The most vocal opponents of disc brakes, certainly on this forum, give no indication that they have ever ridden a disc equipped road bike let alone used one over a period of time in varied conditions. They trot out the same old tired objections and straw man arguments that have been endlessly answered. It borders on pathological conspiracy paranoia.
Having an opinion is fine and dandy. Katie Hopkins for example has made a career out of having an opinion. Having an opinion based on actual first hand experience though does give a certain level of credibility.
If you care about performance, and you have a bike you only take out on dry days, and you can afford 105+, then rim brakes are a good choice. I'd go with alu wheels if you're planning on doing any long descents, though, which might dull the performance edge in all but the hilliest of rides.
If you're often racing in 180 rider pelotons, and your livelihood depends on being able to get to the front of them on command, then YMMV, I'm not getting into that.
If there's something about rim brakes that floats your boat, then fair winds and following seas.
Outside of that, discs are quickly becoming the best option for both performance and safety.
'
hsiaolc wrote:
Get over it please.
Disc are here to stay and soon it will all be discs just like mountain bikes.
Stop this debate already. '
Hmmm. mountain bikes aren't 'all discs': argument void, marketing BS or not.
This is a stupid reply for a number of reasons, including because hsiaolc didn't say that "mountain bikes are all discs" but mostly because mountain bikes that don't have disc brakes are either retro (or retro inspired) or shit and often both. Yes, I can (and occasionally do) turn up to a local XC and have my arse handed to me on a plate by a guy riding a rigid, steel bike with cantis. Doesn't change the fact that 100% (or a number so close to 100% is doesn't make a difference for the point of this discussion) of performance mountain bikes (which is different to performance mountain bikers) are equipped with disc brakes.
One of the guys at my LBS demonstrated the same thing while I was looking at bikes. What a way to make a sale. You can pry my disc brakes from my cold, severed fingers.
I'd like him to do the same test after putting some heat into the rotors.

**Information given:**

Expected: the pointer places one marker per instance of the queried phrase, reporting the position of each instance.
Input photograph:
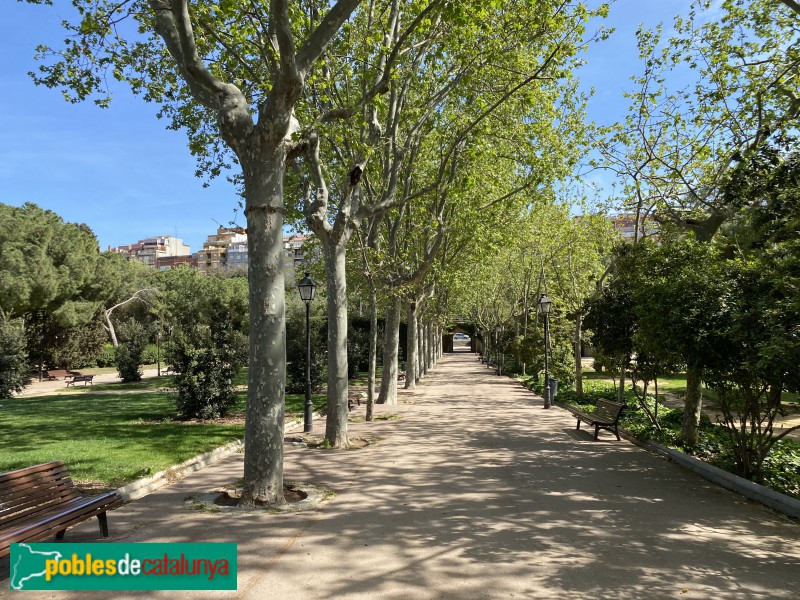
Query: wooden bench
(57, 373)
(40, 501)
(77, 378)
(605, 416)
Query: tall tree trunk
(420, 347)
(693, 405)
(263, 445)
(391, 346)
(425, 346)
(336, 279)
(578, 352)
(373, 351)
(411, 347)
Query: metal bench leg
(103, 519)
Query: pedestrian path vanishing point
(479, 492)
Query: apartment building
(214, 255)
(155, 250)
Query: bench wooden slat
(605, 416)
(57, 518)
(40, 501)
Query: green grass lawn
(676, 385)
(111, 437)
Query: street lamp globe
(545, 303)
(307, 288)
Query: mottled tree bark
(391, 345)
(263, 444)
(693, 405)
(412, 348)
(373, 351)
(336, 420)
(578, 352)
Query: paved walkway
(478, 492)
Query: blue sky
(120, 171)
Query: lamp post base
(307, 420)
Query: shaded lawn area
(676, 385)
(113, 438)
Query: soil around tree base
(298, 496)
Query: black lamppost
(158, 351)
(498, 331)
(307, 289)
(544, 306)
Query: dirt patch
(353, 443)
(225, 500)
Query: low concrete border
(141, 487)
(769, 497)
(749, 489)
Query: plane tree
(230, 74)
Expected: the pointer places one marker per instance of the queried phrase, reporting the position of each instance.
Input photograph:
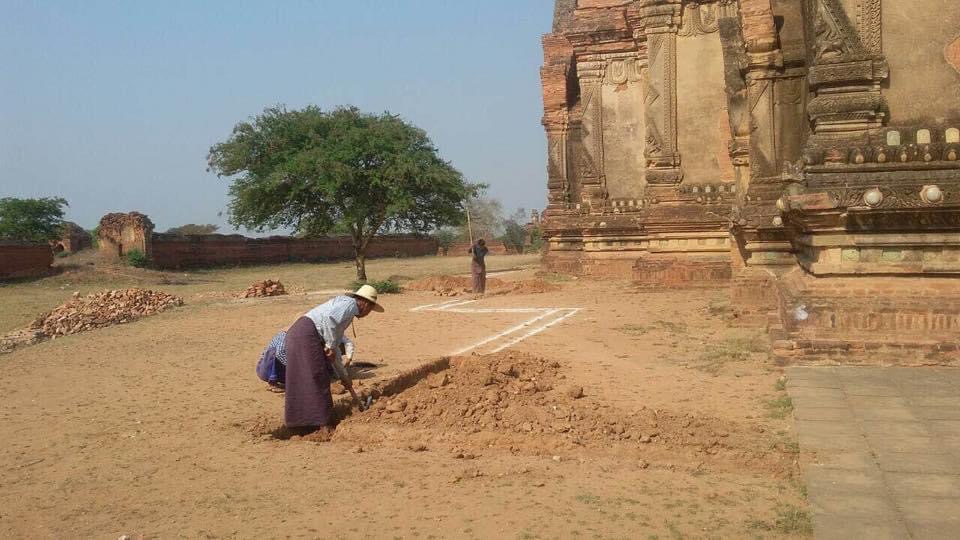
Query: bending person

**Given problem 1:** Print everything in the forum discussion on disc brakes from "If you care" down to "and following seas.".
**Given problem 2:** In the forum discussion on disc brakes, who is named as having made a career out of having an opinion?
The material comes from a different source than the forum discussion on disc brakes.

**Answer 1:**
If you care about performance, and you have a bike you only take out on dry days, and you can afford 105+, then rim brakes are a good choice. I'd go with alu wheels if you're planning on doing any long descents, though, which might dull the performance edge in all but the hilliest of rides.
If you're often racing in 180 rider pelotons, and your livelihood depends on being able to get to the front of them on command, then YMMV, I'm not getting into that.
If there's something about rim brakes that floats your boat, then fair winds and following seas.

**Answer 2:** Katie Hopkins